→ **INSTRUCTION A**: Return the portion of the forum thread on INTPs and INTJs starting at "The INTPs I" and ending at "mins on google.", copied word for word.

→ **PROVIDED PASSAGE**:
——————————

The INTPs I know will argue endlessly about definitions or minutiae. I've gotten into hour long arguments with INTPs about mathematics only to find out, when we've hashed it all out, that we were both simultaneously right and wrong because we were arguing from slightly different definitions. We both walk away satisfied, but we just wasted an hour on a topic that could have been resolved with 5 mins on google.


I can always tell INTJs vs INTPs from slide talks. The INTPs put -everything- on them as if they're afraid of leaving out any details, and their presentations are more ramshackle and...absent minded....if you've ever seen a slide-show where the movie doesn't load, or the graphics are screwed up...or something doesn't work...that's an NTP....lol

INTJs slides are usually fairly concise and have a good flow, but they sometimes forget that no one else in the audience knows what the hell they're talking about in detail. It's almost as if they're making the slides for themselves. They often can't seem to dial back the their particular knowledge to communicate more broadly. Their slides are often filled with specialist jargon that really only makes sense to them. 

For instance, my brother, an INTJ, will explain how he installed windows 7.1 service pack 3 on his Asus XYZ300 (or whatever)...to my non-computer savvy parents.


----------



## Hoff (Apr 29, 2013)

azdahak said:


> For instance, my brother, an INTJ, will explain how he installed windows 7.1 service pack 3 on his Asus XYZ300 (or whatever)...to my non-computer savvy parents.


Woah man I think you mean Windows 8.1 or maybe Windows XP because only XP has a service pack 3 while win7 is only to sp1. I know because I've had a hellova time installing several different windows operating systems and even a couple linux distros on my computers and my friend's hp pavilion dv5118tx laptop.

——————————

→ **DATASET ENTRIES**:
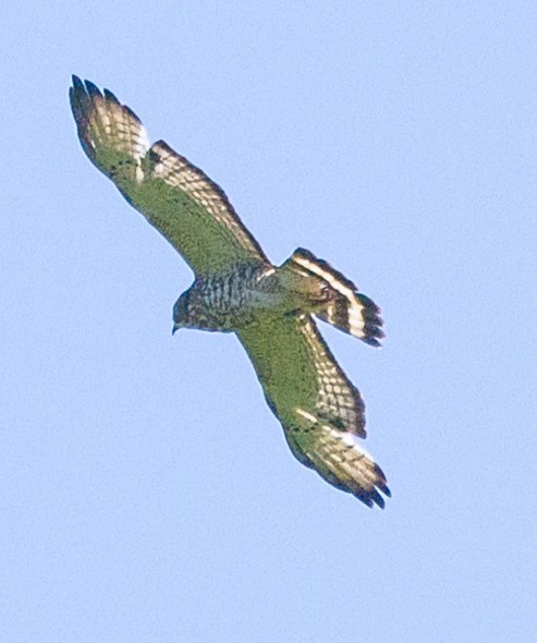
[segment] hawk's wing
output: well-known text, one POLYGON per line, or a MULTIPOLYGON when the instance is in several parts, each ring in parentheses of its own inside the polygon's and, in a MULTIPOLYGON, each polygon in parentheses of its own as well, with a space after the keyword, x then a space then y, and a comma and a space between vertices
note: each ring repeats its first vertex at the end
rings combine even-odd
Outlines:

——————————

→ **INSTRUCTION B**: Retype the records word for word, starting at their beginning and ending at the line containing "output: well-known text, one", and leave the pictures out of your answer.

→ **WRITTEN REPLY A**:
The INTPs I know will argue endlessly about definitions or minutiae. I've gotten into hour long arguments with INTPs about mathematics only to find out, when we've hashed it all out, that we were both simultaneously right and wrong because we were arguing from slightly different definitions. We both walk away satisfied, but we just wasted an hour on a topic that could have been resolved with 5 mins on google.

→ **WRITTEN REPLY B**:
[segment] hawk's wing
output: well-known text, one POLYGON per line, or a MULTIPOLYGON when the instance is in several parts, each ring in parentheses of its own inside the polygon's and, in a MULTIPOLYGON, each polygon in parentheses of its own as well, with a space after the keyword, x then a space then y, and a comma and a space between vertices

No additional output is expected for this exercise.